Written tasks.
(A) Rewrite the passage of the coffee brewing thread from "I don't know" up to and including "warmer for longer.", putting "blanket" in place of "towel".
(B) Carry the forum thread on coffee brewing gear further from the point where it stops.

═══ Excerpt ═══

# Must haves - brew equipment



## jkb89 (Dec 10, 2014)

Aside from the aeropress, what other pieces of kit should I have for brewed coffee? Looking at clever drippers, chemex etc. but dont know what to take the plunge on first.

I like funky/fruity coffee (yirgs, rocko mountain) and want to bring out those characteristics with lots of sweetness 

Cheers


----------



## jlarkin (Apr 26, 2015)

It depends a bit where you'll be using the kit and what appeals. You can do long steep on the aeropress to try and get more sweetness.

I don't know if you can really push the chemex to get sweetness as easily - I think it's great but not so much for that.

The clever can be used either for quicker or longer brew as you control when you let the coffee draw down so people have been using them for longer brews to aim for more sweetness, you can wrap any of them in a towel, tea cosy, hat etc to keep them warmer for longer.

If you get a chemex or v60 you might want to consider a pouring kettle, like the one I have in the for sale section ;-).


----------



## The Systemic Kid (Nov 23, 2012)

Gooseneck kettle. Scales with timer - Brewista ones look great value for money.

V60 plus papers can be had for around £10.00. Chemex will produce a cleaner cup. A grinder capable of grinding uniformly coarse enough for various brew methods. Consider a Sowden too. Makes wonderfully sweet brews at 30-40min brew time.

═══ Listing ═══

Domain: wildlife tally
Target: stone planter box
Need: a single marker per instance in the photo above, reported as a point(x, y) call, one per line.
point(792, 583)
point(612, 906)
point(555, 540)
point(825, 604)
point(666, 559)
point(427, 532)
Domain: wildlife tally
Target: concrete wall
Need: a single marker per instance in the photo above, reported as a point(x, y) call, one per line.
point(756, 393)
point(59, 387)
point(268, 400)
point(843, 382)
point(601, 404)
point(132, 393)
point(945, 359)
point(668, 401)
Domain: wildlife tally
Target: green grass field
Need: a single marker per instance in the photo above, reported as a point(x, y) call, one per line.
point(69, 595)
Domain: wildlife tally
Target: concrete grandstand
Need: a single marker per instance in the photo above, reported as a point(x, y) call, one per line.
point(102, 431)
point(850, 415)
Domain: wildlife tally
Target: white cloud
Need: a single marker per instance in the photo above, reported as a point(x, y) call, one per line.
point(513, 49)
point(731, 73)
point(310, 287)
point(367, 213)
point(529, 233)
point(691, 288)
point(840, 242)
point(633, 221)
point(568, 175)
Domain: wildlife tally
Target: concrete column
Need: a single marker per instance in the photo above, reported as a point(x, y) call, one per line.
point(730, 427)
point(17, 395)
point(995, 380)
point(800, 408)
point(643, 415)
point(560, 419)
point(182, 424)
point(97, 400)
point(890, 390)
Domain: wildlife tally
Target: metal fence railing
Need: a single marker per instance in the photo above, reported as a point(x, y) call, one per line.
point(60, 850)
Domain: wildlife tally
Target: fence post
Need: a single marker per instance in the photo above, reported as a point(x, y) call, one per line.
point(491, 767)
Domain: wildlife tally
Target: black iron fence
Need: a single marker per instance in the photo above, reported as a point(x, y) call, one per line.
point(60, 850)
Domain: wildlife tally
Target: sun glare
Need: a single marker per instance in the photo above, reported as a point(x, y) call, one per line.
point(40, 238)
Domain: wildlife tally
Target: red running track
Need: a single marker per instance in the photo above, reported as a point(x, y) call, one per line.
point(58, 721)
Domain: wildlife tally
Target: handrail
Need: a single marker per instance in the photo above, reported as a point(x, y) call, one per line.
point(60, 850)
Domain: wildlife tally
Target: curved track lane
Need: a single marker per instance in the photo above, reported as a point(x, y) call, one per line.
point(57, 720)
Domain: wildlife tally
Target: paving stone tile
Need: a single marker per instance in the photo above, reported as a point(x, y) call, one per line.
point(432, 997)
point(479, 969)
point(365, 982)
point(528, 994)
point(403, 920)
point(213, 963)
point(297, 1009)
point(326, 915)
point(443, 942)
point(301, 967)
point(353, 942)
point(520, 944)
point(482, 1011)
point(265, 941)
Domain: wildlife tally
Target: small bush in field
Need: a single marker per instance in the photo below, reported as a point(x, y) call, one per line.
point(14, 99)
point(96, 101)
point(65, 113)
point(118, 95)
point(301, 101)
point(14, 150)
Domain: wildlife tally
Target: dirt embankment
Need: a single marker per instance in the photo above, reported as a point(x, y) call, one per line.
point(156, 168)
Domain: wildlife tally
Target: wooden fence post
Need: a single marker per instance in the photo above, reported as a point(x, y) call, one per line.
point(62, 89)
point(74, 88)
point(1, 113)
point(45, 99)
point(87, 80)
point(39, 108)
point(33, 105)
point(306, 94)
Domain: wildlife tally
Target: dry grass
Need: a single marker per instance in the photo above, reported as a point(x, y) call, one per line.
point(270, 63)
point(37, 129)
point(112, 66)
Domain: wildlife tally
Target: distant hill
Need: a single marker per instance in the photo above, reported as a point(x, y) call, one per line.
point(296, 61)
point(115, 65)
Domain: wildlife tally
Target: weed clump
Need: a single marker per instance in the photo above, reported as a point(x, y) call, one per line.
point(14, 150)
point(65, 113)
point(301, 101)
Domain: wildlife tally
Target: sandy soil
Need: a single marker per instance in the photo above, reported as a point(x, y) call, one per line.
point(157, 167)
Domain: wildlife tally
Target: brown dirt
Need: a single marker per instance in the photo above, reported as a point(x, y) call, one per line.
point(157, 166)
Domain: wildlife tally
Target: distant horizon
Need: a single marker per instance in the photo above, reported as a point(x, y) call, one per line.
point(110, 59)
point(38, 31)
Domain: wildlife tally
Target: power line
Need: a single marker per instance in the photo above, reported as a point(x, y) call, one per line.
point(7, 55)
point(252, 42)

═══

Answers to the tasks.
(A)
I don't know if you can really push the chemex to get sweetness as easily - I think it's great but not so much for that.

The clever can be used either for quicker or longer brew as you control when you let the coffee draw down so people have been using them for longer brews to aim for more sweetness, you can wrap any of them in a blanket, tea cosy, hat etc to keep them warmer for longer.

(B)
----------



## Sk8-bizarre (Jan 22, 2015)

Love the same sort of coffee as you, mainly a spro drinker but wanted to get something at the other end of the spectrum to explore the brew world, i.e. Chemex.

Been very happy with it, super clean cup. Pretty easy to use and tidy up after.

If you want more body then you may be best going for something else from what I read but can't say with any experience as don't have any of the others you list. All I have to compare to is a Cores mug I use in work which is a fuller bodied cup and an immersion steep compared to the chemex pour over.


----------



## BenL (Nov 6, 2014)

I second what Systemic Kid said: gooseneck kettle, scales and timer could be separated.

I love my Clever Dripper, especially for travel, as a regular kettle works with it! Also I find the Kalita Wave more forgiving than V60 (but pricier and filters less commonly available, dammit)


----------



## risky (May 11, 2015)

The Behmor Brazen Plus brewer. I believe @garydyke1 no longer uses his Chemex because the Brazen is so good and consistent.

I think if I was starting from scratch on Brewed it would be top of my shopping list.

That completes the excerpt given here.